§ TASK INSTRUCTIONS: Work out how many lines in these entries include the string "stone", and give only that figure.

Stored records:
###

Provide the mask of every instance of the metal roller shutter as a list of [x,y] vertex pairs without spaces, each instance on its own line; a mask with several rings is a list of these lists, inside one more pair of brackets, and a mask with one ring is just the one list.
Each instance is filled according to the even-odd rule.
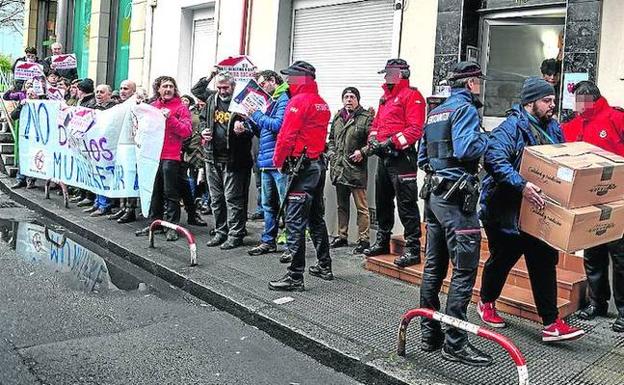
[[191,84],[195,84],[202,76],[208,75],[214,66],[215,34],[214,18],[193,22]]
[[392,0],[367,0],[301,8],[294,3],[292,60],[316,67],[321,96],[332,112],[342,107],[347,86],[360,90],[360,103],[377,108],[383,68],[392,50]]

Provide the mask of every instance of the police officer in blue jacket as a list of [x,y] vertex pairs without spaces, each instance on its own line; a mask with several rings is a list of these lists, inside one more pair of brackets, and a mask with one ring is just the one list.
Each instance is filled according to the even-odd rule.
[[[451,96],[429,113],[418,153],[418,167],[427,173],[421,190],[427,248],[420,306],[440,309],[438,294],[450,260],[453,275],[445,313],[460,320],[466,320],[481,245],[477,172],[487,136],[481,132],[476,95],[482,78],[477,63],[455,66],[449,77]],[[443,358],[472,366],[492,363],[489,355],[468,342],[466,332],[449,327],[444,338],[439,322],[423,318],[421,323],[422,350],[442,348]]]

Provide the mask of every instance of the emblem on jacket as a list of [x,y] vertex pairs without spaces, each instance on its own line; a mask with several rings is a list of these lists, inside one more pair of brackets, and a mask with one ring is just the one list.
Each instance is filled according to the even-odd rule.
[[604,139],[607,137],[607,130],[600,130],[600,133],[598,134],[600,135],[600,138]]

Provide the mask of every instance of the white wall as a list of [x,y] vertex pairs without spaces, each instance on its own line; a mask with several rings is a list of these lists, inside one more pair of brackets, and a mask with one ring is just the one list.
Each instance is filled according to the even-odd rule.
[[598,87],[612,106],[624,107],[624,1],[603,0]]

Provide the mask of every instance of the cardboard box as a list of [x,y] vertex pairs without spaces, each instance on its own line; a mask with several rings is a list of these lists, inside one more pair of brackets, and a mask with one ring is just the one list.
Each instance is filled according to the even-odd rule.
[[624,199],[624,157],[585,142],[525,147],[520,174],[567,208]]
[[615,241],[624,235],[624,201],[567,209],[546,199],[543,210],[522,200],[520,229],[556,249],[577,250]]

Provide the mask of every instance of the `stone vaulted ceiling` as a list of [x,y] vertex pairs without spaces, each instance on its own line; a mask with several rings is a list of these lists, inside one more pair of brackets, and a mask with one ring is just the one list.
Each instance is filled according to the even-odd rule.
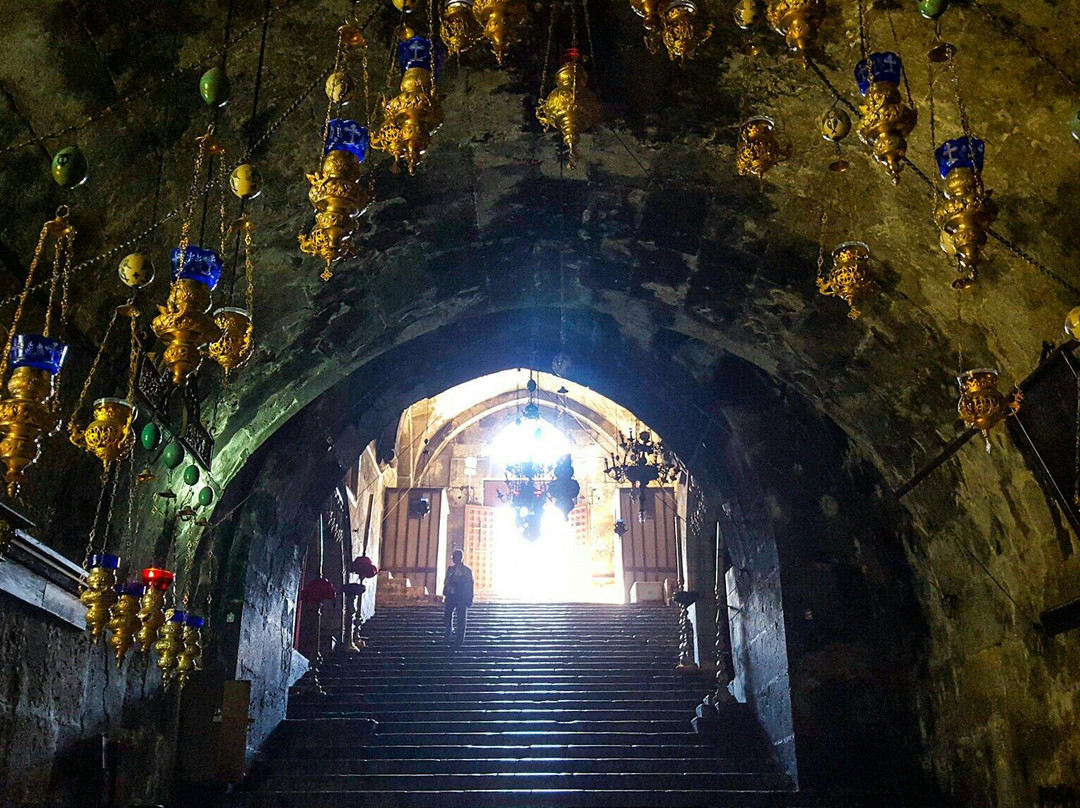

###

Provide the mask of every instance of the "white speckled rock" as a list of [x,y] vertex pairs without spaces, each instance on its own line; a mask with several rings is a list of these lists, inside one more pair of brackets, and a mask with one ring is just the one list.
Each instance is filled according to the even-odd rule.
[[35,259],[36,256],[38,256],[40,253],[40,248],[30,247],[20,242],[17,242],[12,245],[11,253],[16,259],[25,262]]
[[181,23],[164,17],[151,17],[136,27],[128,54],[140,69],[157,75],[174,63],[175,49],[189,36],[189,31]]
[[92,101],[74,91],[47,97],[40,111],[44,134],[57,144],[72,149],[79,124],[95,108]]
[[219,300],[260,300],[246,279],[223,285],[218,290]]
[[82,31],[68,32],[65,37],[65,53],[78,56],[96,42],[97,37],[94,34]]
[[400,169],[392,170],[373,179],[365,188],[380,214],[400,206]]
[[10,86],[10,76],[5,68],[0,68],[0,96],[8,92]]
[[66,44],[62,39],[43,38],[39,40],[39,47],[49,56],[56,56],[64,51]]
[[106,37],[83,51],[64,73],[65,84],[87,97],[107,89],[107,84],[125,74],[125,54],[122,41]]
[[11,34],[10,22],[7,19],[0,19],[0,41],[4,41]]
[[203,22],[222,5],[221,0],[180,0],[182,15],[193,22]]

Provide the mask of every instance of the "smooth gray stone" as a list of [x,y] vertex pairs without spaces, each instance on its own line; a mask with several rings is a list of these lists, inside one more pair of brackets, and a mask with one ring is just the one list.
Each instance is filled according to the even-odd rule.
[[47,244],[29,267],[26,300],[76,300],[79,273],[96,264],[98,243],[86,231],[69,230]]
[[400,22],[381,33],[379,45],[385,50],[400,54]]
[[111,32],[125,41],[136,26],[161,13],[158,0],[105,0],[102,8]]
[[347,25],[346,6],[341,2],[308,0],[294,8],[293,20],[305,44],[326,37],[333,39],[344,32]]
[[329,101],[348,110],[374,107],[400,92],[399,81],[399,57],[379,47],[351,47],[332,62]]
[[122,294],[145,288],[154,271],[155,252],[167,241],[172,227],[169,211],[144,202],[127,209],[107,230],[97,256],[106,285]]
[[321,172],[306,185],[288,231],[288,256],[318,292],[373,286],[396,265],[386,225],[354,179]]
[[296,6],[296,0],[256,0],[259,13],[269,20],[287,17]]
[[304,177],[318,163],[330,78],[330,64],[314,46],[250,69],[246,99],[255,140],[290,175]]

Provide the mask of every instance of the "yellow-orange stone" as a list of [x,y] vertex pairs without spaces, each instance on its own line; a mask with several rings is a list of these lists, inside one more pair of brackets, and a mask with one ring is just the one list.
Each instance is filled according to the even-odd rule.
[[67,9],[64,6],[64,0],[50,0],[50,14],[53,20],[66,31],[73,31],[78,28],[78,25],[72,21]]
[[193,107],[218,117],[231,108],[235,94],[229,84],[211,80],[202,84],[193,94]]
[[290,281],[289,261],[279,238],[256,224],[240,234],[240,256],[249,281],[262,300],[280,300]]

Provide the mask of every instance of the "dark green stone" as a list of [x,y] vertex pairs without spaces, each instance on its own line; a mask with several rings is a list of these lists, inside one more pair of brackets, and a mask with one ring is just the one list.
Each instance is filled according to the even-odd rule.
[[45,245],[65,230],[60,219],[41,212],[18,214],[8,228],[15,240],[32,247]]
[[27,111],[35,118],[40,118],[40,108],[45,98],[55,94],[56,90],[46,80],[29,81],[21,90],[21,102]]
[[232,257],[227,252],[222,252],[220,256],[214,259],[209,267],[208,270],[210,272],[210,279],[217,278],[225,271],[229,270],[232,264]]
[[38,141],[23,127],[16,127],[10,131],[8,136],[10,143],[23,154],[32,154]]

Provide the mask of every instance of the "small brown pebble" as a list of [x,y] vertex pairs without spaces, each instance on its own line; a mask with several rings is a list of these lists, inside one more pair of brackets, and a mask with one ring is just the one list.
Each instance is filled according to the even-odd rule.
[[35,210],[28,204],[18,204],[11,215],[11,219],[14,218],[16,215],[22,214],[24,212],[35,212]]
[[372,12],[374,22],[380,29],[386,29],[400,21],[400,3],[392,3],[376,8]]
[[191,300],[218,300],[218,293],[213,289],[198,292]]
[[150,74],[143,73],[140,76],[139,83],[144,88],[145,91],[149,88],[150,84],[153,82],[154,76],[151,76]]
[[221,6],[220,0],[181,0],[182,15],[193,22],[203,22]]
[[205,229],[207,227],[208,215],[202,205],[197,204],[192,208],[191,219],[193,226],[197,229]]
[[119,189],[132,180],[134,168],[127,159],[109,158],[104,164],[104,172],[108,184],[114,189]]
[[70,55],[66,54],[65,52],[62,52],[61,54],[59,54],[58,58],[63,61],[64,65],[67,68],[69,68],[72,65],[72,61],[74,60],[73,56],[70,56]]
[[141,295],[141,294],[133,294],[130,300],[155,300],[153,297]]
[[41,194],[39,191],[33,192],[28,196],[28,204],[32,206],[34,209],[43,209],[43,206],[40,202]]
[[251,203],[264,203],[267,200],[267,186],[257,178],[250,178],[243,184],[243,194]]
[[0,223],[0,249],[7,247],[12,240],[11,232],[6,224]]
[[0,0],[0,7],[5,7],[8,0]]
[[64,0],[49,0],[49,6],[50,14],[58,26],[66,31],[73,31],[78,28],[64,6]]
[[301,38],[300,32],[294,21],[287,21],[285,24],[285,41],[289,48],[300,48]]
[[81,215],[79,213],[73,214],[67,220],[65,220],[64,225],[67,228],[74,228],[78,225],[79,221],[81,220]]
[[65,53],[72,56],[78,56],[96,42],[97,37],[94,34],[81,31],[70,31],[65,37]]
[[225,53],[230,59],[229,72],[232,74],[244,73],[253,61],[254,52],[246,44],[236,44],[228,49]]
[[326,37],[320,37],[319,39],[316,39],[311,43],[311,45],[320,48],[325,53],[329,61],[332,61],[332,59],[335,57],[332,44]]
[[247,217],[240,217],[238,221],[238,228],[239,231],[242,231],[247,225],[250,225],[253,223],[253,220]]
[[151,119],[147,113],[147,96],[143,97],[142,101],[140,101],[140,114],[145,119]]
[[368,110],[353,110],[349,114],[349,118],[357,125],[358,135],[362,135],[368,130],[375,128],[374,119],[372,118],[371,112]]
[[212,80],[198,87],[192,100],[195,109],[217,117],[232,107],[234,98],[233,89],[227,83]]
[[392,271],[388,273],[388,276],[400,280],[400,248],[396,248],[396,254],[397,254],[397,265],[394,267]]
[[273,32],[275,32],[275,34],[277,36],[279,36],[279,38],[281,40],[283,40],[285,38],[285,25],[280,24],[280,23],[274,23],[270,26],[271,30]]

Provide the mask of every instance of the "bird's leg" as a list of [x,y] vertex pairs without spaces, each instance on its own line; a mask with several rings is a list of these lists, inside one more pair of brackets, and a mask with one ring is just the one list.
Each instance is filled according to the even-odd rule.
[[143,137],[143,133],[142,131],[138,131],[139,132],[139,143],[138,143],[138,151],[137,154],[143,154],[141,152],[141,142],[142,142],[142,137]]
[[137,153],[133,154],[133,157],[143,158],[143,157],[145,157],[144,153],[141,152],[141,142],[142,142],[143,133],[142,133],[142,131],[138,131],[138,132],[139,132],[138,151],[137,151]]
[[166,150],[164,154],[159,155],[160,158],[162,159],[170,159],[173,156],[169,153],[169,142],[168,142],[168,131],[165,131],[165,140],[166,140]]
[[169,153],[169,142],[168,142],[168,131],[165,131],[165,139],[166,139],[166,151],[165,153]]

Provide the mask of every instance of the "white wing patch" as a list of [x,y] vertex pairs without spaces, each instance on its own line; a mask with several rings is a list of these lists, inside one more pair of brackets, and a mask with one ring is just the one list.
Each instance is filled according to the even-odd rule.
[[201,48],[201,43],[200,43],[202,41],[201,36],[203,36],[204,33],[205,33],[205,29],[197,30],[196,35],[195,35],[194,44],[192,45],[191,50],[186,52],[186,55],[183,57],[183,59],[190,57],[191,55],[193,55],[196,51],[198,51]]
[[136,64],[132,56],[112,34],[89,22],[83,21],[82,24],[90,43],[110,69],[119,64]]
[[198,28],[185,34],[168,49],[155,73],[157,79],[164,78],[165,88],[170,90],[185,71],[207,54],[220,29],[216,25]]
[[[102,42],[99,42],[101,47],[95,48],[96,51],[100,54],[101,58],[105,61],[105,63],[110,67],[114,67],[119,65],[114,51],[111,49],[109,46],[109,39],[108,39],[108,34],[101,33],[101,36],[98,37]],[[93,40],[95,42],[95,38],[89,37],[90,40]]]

###

§ WRITTEN ANSWER: 4